◆ **THE PROBLEM**: Collect each line of the records containing the string "pickup".

◆ **MATERIAL SUPPLIED**:
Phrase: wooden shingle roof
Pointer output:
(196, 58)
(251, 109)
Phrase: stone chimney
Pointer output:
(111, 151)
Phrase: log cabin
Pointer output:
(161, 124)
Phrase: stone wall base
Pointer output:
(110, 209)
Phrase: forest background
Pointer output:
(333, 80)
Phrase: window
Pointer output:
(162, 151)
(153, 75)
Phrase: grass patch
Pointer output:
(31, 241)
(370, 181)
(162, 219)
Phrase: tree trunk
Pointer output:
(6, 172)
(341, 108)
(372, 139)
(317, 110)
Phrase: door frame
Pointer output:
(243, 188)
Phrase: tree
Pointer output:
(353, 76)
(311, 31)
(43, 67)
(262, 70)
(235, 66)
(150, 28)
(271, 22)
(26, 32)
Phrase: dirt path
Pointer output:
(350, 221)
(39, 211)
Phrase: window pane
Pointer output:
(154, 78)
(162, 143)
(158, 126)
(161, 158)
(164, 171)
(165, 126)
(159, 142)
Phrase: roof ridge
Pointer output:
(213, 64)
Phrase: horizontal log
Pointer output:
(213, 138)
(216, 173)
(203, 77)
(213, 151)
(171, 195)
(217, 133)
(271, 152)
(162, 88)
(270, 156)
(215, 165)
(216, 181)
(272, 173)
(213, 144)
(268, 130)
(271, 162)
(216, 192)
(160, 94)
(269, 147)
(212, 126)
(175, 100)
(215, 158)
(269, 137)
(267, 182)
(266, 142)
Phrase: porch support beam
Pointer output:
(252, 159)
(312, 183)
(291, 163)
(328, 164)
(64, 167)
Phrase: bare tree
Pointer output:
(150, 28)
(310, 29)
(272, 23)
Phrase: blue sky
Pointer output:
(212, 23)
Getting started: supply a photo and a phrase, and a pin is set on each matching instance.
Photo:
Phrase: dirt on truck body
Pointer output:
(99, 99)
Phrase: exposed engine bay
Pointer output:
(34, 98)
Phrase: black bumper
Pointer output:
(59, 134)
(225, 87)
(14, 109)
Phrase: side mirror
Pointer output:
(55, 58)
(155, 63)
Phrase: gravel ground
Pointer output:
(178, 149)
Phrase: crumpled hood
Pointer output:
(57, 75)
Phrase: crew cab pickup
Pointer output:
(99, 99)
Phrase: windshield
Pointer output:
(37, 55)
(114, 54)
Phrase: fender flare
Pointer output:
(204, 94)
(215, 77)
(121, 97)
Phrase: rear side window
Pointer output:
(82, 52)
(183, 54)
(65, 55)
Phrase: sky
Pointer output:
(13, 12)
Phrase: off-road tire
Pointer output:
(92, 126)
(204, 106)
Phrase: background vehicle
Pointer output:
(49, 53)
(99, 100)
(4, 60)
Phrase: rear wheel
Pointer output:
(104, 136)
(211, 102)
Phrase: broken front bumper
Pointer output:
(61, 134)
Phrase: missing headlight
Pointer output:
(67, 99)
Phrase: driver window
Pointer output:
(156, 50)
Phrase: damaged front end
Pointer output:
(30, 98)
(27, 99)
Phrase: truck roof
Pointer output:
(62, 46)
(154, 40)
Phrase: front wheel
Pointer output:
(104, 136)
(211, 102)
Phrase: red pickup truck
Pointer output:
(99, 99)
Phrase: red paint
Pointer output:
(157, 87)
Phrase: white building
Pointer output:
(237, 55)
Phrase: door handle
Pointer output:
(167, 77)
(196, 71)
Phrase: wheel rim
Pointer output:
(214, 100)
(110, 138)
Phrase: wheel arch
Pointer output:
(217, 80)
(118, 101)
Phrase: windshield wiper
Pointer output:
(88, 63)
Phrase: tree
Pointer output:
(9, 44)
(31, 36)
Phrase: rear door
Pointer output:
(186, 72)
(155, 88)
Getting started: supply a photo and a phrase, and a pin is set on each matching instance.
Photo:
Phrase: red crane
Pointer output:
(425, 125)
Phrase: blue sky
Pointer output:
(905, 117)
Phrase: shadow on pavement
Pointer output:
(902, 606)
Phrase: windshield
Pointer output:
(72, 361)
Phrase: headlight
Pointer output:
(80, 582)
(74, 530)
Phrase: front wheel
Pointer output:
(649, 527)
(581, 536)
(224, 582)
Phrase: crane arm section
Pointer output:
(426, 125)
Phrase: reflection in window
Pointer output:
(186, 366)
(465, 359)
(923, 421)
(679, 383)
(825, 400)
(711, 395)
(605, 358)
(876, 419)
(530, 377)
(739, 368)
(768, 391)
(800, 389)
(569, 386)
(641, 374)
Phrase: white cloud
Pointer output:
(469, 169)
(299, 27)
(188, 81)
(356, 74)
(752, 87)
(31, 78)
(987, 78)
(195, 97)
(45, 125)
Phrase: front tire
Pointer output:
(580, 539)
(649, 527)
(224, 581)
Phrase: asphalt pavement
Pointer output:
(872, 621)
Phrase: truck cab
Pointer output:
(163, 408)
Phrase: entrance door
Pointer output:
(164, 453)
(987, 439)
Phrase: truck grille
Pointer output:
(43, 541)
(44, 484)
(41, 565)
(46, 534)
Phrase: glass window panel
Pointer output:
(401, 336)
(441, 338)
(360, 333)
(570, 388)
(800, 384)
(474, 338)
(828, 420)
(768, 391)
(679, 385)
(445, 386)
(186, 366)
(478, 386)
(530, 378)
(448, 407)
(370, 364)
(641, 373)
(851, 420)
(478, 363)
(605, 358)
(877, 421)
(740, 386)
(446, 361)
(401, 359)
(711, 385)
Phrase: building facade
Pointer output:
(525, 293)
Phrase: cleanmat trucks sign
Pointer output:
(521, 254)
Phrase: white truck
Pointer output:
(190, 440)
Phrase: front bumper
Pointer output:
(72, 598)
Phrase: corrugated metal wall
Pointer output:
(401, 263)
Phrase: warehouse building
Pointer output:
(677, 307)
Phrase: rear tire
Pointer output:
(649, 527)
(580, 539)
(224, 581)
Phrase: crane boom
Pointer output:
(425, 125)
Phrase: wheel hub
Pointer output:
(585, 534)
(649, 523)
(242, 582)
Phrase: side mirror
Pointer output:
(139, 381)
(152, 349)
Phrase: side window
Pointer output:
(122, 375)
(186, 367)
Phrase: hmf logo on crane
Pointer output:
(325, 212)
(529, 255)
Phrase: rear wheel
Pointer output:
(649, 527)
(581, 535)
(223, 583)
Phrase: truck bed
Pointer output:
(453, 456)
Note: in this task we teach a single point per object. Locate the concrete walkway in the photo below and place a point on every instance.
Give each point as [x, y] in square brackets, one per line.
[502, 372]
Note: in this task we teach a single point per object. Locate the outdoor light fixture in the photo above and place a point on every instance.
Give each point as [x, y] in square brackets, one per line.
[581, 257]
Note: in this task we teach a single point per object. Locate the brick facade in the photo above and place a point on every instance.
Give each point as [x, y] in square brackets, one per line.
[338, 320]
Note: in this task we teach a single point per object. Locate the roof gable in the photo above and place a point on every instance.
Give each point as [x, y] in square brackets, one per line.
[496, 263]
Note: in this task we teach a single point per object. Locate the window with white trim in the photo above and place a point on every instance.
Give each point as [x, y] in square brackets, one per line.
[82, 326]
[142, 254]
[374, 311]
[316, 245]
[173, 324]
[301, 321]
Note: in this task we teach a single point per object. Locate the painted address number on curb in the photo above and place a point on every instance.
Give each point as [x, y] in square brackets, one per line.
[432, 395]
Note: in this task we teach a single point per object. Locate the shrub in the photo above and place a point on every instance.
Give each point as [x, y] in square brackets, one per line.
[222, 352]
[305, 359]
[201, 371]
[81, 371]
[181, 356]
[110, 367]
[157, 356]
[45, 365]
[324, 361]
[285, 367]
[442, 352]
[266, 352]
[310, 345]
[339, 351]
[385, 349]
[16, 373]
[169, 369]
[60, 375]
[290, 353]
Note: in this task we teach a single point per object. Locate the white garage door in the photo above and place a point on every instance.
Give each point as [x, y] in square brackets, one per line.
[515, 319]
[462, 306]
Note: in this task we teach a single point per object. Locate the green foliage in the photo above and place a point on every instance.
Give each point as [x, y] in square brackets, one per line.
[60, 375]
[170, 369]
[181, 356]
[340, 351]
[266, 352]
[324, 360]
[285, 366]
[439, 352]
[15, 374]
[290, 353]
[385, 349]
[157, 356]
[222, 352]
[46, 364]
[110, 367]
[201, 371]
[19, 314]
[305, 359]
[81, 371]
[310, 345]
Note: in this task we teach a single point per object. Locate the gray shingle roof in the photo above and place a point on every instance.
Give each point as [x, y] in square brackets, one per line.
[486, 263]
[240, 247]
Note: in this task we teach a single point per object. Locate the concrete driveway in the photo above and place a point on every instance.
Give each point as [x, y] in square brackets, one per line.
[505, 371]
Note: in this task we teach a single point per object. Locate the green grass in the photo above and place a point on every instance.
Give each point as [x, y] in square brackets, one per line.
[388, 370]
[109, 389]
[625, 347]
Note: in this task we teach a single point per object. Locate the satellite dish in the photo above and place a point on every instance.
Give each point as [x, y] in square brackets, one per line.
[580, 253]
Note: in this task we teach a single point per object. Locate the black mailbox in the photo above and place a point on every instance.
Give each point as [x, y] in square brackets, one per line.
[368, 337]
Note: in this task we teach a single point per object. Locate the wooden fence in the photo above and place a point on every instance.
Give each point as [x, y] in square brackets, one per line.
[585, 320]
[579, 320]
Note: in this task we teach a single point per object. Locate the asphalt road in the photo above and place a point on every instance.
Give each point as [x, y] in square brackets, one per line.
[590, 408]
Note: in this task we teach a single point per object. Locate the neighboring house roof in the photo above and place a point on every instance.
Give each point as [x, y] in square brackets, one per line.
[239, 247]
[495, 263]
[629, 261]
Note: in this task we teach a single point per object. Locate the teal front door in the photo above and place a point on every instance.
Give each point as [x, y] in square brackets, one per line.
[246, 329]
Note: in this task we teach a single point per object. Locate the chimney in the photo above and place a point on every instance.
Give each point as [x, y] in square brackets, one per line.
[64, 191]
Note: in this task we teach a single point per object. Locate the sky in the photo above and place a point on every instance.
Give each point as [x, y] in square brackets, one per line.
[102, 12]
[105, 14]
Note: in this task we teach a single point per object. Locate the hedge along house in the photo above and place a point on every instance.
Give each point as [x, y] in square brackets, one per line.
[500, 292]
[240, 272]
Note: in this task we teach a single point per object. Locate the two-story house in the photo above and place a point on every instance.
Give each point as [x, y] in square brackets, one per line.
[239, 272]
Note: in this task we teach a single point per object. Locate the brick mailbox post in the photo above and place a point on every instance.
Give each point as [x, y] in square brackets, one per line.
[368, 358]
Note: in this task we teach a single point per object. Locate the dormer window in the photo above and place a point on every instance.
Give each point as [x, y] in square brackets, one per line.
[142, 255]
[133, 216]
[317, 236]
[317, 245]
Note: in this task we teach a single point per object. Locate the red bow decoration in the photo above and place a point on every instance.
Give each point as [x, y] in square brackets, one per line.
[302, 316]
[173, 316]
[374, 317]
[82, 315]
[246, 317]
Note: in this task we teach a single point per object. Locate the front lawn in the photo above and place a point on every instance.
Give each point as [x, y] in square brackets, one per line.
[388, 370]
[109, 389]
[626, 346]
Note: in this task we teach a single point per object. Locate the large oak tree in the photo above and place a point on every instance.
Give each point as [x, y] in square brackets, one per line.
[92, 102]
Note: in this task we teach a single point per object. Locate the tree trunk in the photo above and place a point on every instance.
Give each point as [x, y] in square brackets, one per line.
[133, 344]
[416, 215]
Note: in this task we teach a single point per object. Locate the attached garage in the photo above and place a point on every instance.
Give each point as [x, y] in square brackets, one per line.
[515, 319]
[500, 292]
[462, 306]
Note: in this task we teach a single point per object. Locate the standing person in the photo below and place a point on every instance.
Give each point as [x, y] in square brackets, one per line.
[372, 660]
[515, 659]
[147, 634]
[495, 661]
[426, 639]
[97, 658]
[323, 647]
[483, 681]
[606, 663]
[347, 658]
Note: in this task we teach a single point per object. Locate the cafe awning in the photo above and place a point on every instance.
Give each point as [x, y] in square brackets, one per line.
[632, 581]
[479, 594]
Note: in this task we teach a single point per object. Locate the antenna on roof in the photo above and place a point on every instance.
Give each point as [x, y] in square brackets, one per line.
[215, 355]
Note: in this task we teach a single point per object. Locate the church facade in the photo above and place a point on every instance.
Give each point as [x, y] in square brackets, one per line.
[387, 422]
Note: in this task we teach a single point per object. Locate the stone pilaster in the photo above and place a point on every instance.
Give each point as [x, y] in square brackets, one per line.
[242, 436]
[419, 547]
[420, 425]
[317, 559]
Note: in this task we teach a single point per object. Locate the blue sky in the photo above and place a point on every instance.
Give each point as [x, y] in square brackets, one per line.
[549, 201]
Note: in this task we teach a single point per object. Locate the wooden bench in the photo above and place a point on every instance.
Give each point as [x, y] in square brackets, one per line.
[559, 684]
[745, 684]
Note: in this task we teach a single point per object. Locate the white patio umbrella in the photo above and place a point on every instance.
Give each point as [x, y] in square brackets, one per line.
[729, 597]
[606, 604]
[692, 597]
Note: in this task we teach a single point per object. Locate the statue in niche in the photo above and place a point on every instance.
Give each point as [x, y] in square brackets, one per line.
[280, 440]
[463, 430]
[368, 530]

◆ **WRITTEN RESPONSE**:
Phrase: crew cab pickup
Phrase: red pickup truck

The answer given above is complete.